◆ Extracted material ◆
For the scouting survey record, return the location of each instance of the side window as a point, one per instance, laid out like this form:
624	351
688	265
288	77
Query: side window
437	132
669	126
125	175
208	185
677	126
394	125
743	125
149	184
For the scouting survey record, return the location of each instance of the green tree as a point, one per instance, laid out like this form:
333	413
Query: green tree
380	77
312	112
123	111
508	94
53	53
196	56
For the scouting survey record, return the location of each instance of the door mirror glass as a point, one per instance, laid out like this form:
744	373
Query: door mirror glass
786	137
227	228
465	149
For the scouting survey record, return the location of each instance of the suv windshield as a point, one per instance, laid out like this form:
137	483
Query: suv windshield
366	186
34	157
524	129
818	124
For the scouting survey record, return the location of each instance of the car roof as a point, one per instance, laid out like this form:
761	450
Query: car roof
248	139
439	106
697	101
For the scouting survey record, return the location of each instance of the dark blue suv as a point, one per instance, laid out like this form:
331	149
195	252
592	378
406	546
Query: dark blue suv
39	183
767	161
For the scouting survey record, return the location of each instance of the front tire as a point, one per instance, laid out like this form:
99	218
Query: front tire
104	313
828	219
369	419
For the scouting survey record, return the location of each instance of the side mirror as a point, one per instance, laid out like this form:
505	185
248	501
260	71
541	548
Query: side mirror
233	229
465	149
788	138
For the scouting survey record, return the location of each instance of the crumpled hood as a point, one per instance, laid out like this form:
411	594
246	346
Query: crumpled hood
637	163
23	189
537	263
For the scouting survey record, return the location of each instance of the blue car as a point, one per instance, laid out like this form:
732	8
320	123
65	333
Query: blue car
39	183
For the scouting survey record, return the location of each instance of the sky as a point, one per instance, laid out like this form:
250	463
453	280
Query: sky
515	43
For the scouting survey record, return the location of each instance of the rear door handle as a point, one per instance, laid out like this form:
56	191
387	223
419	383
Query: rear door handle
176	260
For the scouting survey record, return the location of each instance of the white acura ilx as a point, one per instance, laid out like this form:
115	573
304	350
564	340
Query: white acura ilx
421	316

◆ Short task ◆
Return every line of all the items above unchanged, from the first line through the last.

◆ Response ◆
For the scouting survey record, return the location of each instance of the side window as a point, one per instance, laid out like this form:
624	351
688	265
288	77
Query: side window
437	132
669	126
125	175
208	185
677	126
394	125
743	125
149	184
For the scouting survey record, return the location of each instance of the green tree as a point, one per instance, laid out like this form:
333	413
Query: green tree
380	77
312	112
123	111
508	94
53	53
196	56
For the scouting survey record, return the location of each instance of the door mirror glass as a point, one per instance, laid out like this form:
744	373
Query: door mirror glass
786	137
227	228
465	149
For the scouting survey record, return the location of each instance of the suv windshield as a point, one per instance, laid out like this form:
137	483
Query: suv windshield
366	186
34	157
524	129
818	124
For the scouting survey record, return the location of each instance of the car roof as a point, one per instance, laid out like this form:
761	450
Query: car roof
248	139
439	106
697	101
For the scouting survey record, return the location of each instance of the dark blue suv as a point, one per instance, laid out like this form:
331	149
195	252
592	378
406	546
Query: dark blue suv
39	183
767	161
For the scouting survey record, return the location of each instance of the front tire as a point, one per instance, laid out like this form:
99	218
Query: front tire
104	313
828	219
369	419
For the scouting survey record, return the location of each instance of the side mirror as a point, one per instance, laid out like this form:
505	185
248	501
260	71
541	548
Query: side mirror
233	229
465	149
788	138
For the scouting survey record, return the location of each instance of the crumpled hood as a point, one per instance, laid out like this form:
411	594
246	346
Query: crumpled hood
637	163
23	189
537	263
For the scouting survey record, return the location of each instance of the blue car as a point, one per instance, laid out like this form:
732	8
320	123
65	333
Query: blue car
39	183
For the scouting survey record, return the location of each instance of the sky as a point, one per instance, laid out like this form:
250	463
453	280
Query: sky
515	43
For the scouting survey record, return the location of each instance of the rear door handle as a point, one per instance, laid out like this form:
56	191
387	223
419	383
Query: rear door handle
176	260
For the scouting survey record, return the location of each instance of the white acura ilx as a point, one per instance, laid out like this form:
115	573
304	350
564	340
Query: white acura ilx
421	316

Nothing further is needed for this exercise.